Only one stretch of the listing below is wanted. Begin at the line that has "box: [644, 385, 667, 440]", stop after the line that has "box: [666, 394, 897, 478]", and repeat every line in between exactly.

§ **INPUT DATA**:
..............................

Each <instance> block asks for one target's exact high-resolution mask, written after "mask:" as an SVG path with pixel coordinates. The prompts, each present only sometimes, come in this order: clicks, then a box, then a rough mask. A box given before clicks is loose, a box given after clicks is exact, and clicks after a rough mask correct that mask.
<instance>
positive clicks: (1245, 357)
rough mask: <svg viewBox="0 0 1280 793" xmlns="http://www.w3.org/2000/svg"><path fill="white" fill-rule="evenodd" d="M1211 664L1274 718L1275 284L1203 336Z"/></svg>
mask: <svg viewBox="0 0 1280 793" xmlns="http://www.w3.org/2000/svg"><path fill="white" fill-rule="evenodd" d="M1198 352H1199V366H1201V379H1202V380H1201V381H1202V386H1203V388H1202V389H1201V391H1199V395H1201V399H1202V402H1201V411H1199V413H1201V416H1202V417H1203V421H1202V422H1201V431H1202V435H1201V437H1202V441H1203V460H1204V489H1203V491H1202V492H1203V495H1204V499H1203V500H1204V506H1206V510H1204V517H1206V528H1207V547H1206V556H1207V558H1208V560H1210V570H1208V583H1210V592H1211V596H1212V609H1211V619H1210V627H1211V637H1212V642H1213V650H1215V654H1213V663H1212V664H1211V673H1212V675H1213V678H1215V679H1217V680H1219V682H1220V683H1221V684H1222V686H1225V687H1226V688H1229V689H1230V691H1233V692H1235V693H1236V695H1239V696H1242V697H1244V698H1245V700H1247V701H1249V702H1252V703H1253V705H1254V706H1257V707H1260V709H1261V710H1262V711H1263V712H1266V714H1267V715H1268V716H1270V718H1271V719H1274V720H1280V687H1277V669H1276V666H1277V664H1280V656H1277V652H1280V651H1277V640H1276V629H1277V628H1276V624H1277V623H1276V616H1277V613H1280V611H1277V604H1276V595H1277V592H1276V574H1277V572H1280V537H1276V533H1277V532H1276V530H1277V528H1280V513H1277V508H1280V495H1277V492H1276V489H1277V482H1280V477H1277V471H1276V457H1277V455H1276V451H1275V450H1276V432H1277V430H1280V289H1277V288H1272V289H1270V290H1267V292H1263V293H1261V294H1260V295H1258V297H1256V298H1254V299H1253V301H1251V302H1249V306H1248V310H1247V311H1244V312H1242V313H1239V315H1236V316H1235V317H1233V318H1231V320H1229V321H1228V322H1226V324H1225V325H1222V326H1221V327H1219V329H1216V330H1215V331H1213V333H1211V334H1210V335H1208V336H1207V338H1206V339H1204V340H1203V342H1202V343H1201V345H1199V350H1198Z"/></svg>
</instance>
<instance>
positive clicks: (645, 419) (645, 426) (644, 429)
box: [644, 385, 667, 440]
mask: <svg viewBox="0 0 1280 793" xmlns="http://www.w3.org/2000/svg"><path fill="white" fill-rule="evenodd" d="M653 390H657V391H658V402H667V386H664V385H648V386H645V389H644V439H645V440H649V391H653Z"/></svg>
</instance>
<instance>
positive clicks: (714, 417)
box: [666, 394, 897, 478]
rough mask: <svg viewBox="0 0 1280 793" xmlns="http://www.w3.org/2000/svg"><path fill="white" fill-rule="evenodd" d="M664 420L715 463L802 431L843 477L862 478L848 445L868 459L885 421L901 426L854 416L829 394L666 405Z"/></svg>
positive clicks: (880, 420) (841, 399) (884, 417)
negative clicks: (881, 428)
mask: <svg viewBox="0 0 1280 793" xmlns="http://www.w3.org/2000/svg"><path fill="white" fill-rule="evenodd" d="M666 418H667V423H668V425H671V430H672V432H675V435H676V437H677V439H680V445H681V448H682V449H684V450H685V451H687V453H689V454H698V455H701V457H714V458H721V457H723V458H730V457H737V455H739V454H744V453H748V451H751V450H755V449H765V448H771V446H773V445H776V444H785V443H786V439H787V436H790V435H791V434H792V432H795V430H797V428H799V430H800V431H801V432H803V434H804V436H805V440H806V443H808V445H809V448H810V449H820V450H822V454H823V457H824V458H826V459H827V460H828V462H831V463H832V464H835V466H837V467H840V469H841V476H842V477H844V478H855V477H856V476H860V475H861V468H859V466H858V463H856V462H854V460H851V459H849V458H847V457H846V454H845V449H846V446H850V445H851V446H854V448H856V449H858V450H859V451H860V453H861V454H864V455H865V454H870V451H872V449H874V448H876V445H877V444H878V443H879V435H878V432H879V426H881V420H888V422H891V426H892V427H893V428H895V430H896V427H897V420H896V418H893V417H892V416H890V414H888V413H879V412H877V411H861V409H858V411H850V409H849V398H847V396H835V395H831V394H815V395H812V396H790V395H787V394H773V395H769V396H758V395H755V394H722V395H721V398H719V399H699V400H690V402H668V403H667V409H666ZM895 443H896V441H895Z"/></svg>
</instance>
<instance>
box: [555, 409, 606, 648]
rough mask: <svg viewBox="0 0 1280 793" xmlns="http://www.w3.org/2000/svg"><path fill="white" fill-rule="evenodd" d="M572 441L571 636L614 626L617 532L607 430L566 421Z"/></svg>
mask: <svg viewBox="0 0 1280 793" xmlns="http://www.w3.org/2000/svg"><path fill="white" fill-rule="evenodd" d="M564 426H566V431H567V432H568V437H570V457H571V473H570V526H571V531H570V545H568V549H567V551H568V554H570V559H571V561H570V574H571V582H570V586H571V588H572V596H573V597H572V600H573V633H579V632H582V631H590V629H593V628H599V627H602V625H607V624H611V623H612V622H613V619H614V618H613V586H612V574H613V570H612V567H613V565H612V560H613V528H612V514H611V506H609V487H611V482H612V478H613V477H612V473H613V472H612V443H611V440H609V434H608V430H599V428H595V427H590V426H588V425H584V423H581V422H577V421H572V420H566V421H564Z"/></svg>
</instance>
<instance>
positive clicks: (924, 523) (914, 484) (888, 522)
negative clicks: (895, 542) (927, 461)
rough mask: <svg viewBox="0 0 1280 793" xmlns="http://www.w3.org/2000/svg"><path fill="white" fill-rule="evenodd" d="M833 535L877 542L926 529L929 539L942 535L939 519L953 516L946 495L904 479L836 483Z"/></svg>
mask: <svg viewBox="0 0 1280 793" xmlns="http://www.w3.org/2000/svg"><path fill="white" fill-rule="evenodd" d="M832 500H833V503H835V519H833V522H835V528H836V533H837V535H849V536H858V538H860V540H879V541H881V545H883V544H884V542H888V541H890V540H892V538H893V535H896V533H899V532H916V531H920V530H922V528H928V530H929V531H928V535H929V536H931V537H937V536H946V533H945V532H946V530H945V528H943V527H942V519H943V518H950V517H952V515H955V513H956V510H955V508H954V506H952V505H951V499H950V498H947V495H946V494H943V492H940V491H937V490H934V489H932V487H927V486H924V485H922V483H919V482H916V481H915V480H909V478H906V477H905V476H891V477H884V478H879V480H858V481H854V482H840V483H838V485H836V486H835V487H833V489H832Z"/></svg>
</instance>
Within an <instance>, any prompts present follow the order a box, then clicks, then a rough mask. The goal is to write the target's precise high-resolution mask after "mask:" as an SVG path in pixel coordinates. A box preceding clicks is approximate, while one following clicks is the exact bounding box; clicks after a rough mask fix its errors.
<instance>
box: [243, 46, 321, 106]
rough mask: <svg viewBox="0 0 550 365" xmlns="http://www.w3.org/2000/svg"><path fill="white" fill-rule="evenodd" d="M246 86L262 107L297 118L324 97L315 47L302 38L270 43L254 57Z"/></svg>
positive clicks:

..............................

§ **SOLUTION FOR THIS TASK**:
box: [644, 385, 667, 440]
mask: <svg viewBox="0 0 1280 793" xmlns="http://www.w3.org/2000/svg"><path fill="white" fill-rule="evenodd" d="M653 390H657V391H658V402H667V386H664V385H648V386H645V389H644V439H645V440H649V391H653Z"/></svg>
</instance>
<instance>
positive clicks: (714, 417)
box: [666, 394, 897, 478]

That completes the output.